I’m writing you all from an outdoor cafe in Savannah, where one of my best friends has spent the pandemic year. Have you been here? My God, is it gorgeous. Hot as soup — I’m pouring sweat even in the shade — but a charm explosion. This particular coffee shop is mostly populated by students from SCAD, the Savannah College of Art and Design, who are wearing clothes that make me feel even more like human Teva than usual. It feels good.
I’m surrounded by chic kids wearing pleather pants and Docs in 100 degrees without breaking a sweat. Just outside the cafe, I stumbled upon this teeny tiny blue door (see above photo) and squealed loudly. Life is coming back and I am feeling it.
I have several essays in the works that I am excited to share with you in the coming weeks — up soon: a debate about Bitcoin and exposés about how Critical Race Theory is insinuating itself into the corporate world and medicine — but today I wanted to revisit some of the stories I’ve written about in this newsletter and update you on how they are shaking out.
First: Covid. Or rather, the politics of the pandemic in its waning days.
Last week I wrote about the irrationality we are witnessing among those, on the right and the left, for whom masks have become a tribal marker rather than a tool of public health.
Of all the pieces I’ve published so far this one elicited the most outraged emails by far. One sort went like this: “I’m not wearing a mask, and I am absolutely not getting vaccinated, and I have removed myself from your email.” Perhaps that’s for the best.
One reader, a writer I admire, wrote me to say: “I do not have the guts to write what you just did. But I agree with every word, and am bemused and appalled watching two out of three people of my demographic fully vaccinated and yet clearly committed to living like a year ago except for small gatherings with relatives that they talk about as if they had tried dropping acid.”

SOURCE DATA:
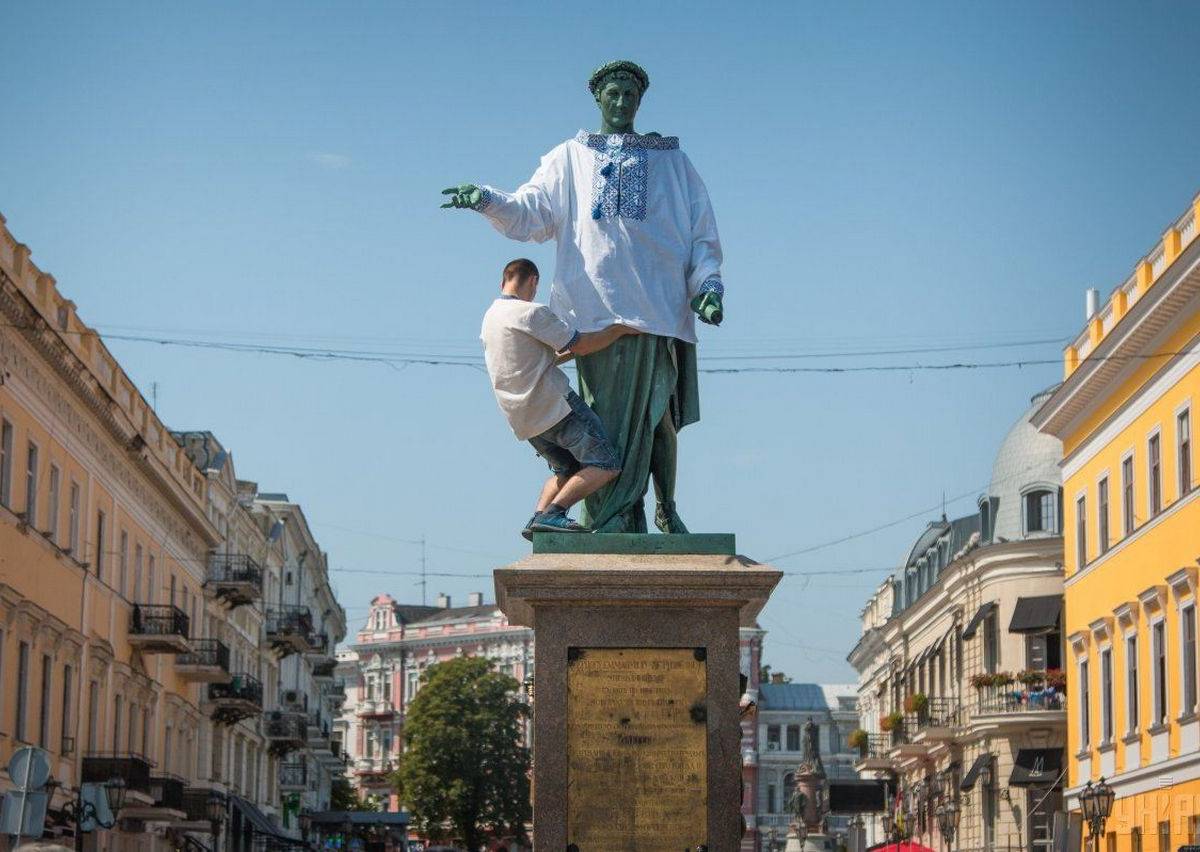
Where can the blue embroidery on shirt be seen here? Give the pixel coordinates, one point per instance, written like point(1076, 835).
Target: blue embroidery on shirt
point(619, 180)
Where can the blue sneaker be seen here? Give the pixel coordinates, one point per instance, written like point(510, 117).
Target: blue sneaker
point(557, 523)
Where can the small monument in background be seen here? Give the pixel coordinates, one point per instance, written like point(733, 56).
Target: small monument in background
point(810, 799)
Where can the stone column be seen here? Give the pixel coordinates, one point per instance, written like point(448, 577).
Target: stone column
point(636, 730)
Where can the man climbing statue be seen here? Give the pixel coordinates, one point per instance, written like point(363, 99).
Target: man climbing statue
point(637, 245)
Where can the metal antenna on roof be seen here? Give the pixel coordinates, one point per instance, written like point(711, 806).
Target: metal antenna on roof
point(423, 569)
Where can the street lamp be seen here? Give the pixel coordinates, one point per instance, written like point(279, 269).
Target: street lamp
point(78, 810)
point(1096, 802)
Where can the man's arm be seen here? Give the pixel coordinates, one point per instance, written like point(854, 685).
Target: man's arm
point(594, 341)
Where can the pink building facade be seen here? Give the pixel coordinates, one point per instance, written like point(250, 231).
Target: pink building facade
point(383, 667)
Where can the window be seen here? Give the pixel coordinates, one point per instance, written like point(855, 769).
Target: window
point(1085, 729)
point(1127, 495)
point(52, 504)
point(1132, 682)
point(5, 462)
point(1039, 511)
point(31, 485)
point(66, 708)
point(73, 521)
point(990, 642)
point(1188, 630)
point(123, 555)
point(93, 715)
point(1102, 508)
point(1159, 648)
point(1183, 447)
point(1081, 532)
point(22, 691)
point(1155, 465)
point(43, 719)
point(1107, 695)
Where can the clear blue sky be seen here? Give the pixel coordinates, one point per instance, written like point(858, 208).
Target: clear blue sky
point(885, 175)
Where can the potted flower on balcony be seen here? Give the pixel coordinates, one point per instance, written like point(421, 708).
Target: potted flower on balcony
point(858, 739)
point(891, 721)
point(983, 679)
point(1031, 677)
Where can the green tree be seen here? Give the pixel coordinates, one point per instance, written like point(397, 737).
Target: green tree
point(463, 763)
point(342, 796)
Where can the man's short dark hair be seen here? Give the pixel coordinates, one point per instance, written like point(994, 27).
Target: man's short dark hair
point(520, 270)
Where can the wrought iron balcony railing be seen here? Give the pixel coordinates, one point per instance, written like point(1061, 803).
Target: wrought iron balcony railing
point(205, 653)
point(101, 767)
point(1020, 699)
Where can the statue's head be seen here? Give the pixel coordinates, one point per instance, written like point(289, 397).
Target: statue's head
point(618, 88)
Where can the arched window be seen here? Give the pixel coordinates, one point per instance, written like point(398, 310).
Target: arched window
point(1039, 510)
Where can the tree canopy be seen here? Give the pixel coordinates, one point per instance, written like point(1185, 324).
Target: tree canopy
point(465, 763)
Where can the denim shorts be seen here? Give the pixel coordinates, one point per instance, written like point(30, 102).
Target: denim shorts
point(575, 442)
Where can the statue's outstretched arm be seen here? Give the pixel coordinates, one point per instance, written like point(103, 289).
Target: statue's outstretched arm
point(463, 196)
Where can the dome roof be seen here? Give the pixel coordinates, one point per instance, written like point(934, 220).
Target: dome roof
point(1026, 459)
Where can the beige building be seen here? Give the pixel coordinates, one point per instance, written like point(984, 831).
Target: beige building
point(149, 610)
point(960, 664)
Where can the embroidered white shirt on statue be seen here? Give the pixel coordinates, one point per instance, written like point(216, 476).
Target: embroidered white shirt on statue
point(635, 229)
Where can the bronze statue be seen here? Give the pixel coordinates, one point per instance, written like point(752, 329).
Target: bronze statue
point(637, 245)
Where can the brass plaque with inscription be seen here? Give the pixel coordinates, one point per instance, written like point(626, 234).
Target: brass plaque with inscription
point(637, 749)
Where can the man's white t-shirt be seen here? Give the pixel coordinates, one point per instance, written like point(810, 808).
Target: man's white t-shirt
point(521, 341)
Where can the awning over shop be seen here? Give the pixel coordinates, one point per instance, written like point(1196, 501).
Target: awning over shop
point(977, 619)
point(981, 762)
point(1036, 766)
point(1036, 615)
point(261, 826)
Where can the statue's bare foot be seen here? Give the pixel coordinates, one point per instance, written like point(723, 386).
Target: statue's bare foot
point(667, 520)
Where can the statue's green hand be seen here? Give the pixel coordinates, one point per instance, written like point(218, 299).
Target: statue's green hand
point(708, 307)
point(463, 196)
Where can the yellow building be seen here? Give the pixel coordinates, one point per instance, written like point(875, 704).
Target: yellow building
point(1126, 415)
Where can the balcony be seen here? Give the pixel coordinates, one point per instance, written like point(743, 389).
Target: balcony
point(376, 708)
point(937, 721)
point(239, 699)
point(318, 730)
point(324, 670)
point(203, 809)
point(165, 801)
point(1017, 705)
point(101, 767)
point(159, 629)
point(234, 579)
point(875, 755)
point(289, 629)
point(207, 661)
point(321, 652)
point(293, 777)
point(286, 731)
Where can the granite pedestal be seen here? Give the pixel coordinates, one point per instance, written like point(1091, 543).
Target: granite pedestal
point(636, 731)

ASSIGNMENT 1:
Do these statements agree with the Savannah newsletter? Answer yes or no for each, and quote the deciding words. (a) The cafe is mostly full of students from SCAD. (b) Outside the cafe the writer came across a small red door. (c) The piece about masks drew the fewest outraged emails.
ASSIGNMENT 2:
In the Savannah newsletter, what subjects does the writer name for the essays coming up soon?
ASSIGNMENT 3:
Rewrite the Savannah newsletter from "I’m writing you" up to and including "It feels good.", changing "soup" to "an oven".
The lines are separate material and have no connection to the Savannah newsletter.

ANSWER SPACE 1:
(a) Yes: "This particular coffee shop is mostly populated by students from SCAD"
(b) No: "I stumbled upon this teeny tiny blue door"
(c) No: "this one elicited the most outraged emails by far"

ANSWER SPACE 2:
- A debate about Bitcoin
- How Critical Race Theory is insinuating itself into the corporate world
- How Critical Race Theory is insinuating itself into medicine

ANSWER SPACE 3:
I’m writing you all from an outdoor cafe in Savannah, where one of my best friends has spent the pandemic year. Have you been here? My God, is it gorgeous. Hot as an oven — I’m pouring sweat even in the shade — but a charm explosion. This particular coffee shop is mostly populated by students from SCAD, the Savannah College of Art and Design, who are wearing clothes that make me feel even more like human Teva than usual. It feels good.